Document section START

Historic church in Florida, United States

Trinity Episcopal Cathedral in Miami, Florida is the cathedral church of the Episcopal Diocese of Southeast Florida. It is located at North Bayshore Drive a short distance north of the Venetian Causeway, near the Carnival Center in Miami (464 NE 16th Street, 33132). On October 10, 1980, it was added to the U.S. National Register of Historic Places.

In 2015, the church reported 1,054 members; in 2023, it reported 1,133 members. No membership statistics were reported in 2024 national parochial reports. Plate and pledge financial support reported by the church in 2024 was $643,598. Average Sunday Attendance (ASA) reported in 2024 was 198 persons. This was a relative decrease from ASA of 267 persons reported in 2016.

==National Register listing==
- Trinity Episcopal Cathedral
- (added 1980 - Building - #80000945)

Document section END
Data shown START

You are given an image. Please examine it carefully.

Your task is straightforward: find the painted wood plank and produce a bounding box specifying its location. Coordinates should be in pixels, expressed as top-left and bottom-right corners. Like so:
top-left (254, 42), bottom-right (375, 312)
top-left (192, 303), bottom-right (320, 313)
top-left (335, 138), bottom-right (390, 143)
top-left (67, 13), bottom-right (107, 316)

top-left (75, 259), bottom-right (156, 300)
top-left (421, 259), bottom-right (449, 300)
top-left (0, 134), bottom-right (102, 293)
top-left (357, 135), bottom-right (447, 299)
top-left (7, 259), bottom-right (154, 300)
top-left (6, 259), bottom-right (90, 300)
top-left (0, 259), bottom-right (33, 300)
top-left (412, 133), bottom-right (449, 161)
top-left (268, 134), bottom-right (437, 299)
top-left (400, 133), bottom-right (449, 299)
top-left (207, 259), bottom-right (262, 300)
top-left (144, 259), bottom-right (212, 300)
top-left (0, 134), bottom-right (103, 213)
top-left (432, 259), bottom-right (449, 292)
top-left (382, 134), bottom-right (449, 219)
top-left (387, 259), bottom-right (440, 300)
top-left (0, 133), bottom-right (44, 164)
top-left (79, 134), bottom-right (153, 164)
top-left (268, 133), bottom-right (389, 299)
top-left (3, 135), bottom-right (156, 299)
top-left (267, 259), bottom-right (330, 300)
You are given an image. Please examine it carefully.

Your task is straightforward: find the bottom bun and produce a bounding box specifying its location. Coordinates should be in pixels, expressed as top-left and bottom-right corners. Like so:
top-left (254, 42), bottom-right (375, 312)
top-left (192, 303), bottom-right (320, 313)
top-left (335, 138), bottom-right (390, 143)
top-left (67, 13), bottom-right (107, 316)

Data shown END

— Work task 1 —
Summarize the text on Trinity Episcopal Cathedral in two sentences.
— Work task 2 —
List every year mentioned in the text on Trinity Episcopal Cathedral, in the order they first appear.

— Your response 1 —
Trinity Episcopal Cathedral in Miami, Florida, is the cathedral church of the Episcopal Diocese of Southeast Florida and was added to the U.S. National Register of Historic Places on October 10, 1980. Its reported membership rose from 1,054 in 2015 to 1,133 in 2023, while its average Sunday attendance fell from 267 persons in 2016 to 198 in 2024.

— Your response 2 —
1980, 2015, 2023, 2024, 2016